• **Teks yang Diberikan**
"""

KABARBURSA.COM – Harga minyak dunia bergerak stabil pada perdagangan Kamis waktu New York, 30 Oktober 2025. Pergerakan landai minyak sepertinya menjadi tanda kelelahan seminggu diwarnai ketegangan antara sentimen geopolitik, kebijakan moneter, dan dinamika pasokan global.
Di pasar internasional, minyak mentah Brent hanya naik tipis 8 sen atau 0,1 persen ke USD65,00 per barel. Sementara acuan Amerika Serikat, West Texas Intermediate (WTI), menguat 9 sen ke USD60,57 per barel.
Pasar sepertinya masih hati-hati dengan sikap Presiden AS Donald Trump dan Presiden China Xi Jinping. Meskipun keduanya dikabarkan menyepakati “gencatan dagang” di Korea Selatan, di mana Trump menurunkan tarif impor China dari 57 persen menjadi 47 persen, dan Beijing berjanji akan membeli lebih banyak kedelai serta menjaga ekspor logam tanah jarang, analis menilainya lebih bersifat politis ketimbang fundamental.
Analis PVM Tamas Varga bahkan menilai langkah itu hanyalah upaya menenangkan tensi, bukan perubahan struktural dalam hubungan ekonomi kedua negara.
Keputusan The Fed Dukung Kenaikan Harga Minyak
Dari sisi makro, kebijakan The Fed menjadi sorotan. Usai memangkas suku bunga acuan sesuai ekspektasi pasar, namun sinyal pemangkasan terakhir muncul ke permukaan.

"""

• **Baris Data**
"""

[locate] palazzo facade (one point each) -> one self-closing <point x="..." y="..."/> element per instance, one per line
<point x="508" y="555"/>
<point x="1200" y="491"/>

"""

Tolong tulis ulang kata demi kata seluruh teks tentang harga minyak dunia di atas.

KABARBURSA.COM – Harga minyak dunia bergerak stabil pada perdagangan Kamis waktu New York, 30 Oktober 2025. Pergerakan landai minyak sepertinya menjadi tanda kelelahan seminggu diwarnai ketegangan antara sentimen geopolitik, kebijakan moneter, dan dinamika pasokan global.
Di pasar internasional, minyak mentah Brent hanya naik tipis 8 sen atau 0,1 persen ke USD65,00 per barel. Sementara acuan Amerika Serikat, West Texas Intermediate (WTI), menguat 9 sen ke USD60,57 per barel.
Pasar sepertinya masih hati-hati dengan sikap Presiden AS Donald Trump dan Presiden China Xi Jinping. Meskipun keduanya dikabarkan menyepakati “gencatan dagang” di Korea Selatan, di mana Trump menurunkan tarif impor China dari 57 persen menjadi 47 persen, dan Beijing berjanji akan membeli lebih banyak kedelai serta menjaga ekspor logam tanah jarang, analis menilainya lebih bersifat politis ketimbang fundamental.
Analis PVM Tamas Varga bahkan menilai langkah itu hanyalah upaya menenangkan tensi, bukan perubahan struktural dalam hubungan ekonomi kedua negara.
Keputusan The Fed Dukung Kenaikan Harga Minyak
Dari sisi makro, kebijakan The Fed menjadi sorotan. Usai memangkas suku bunga acuan sesuai ekspektasi pasar, namun sinyal pemangkasan terakhir muncul ke permukaan.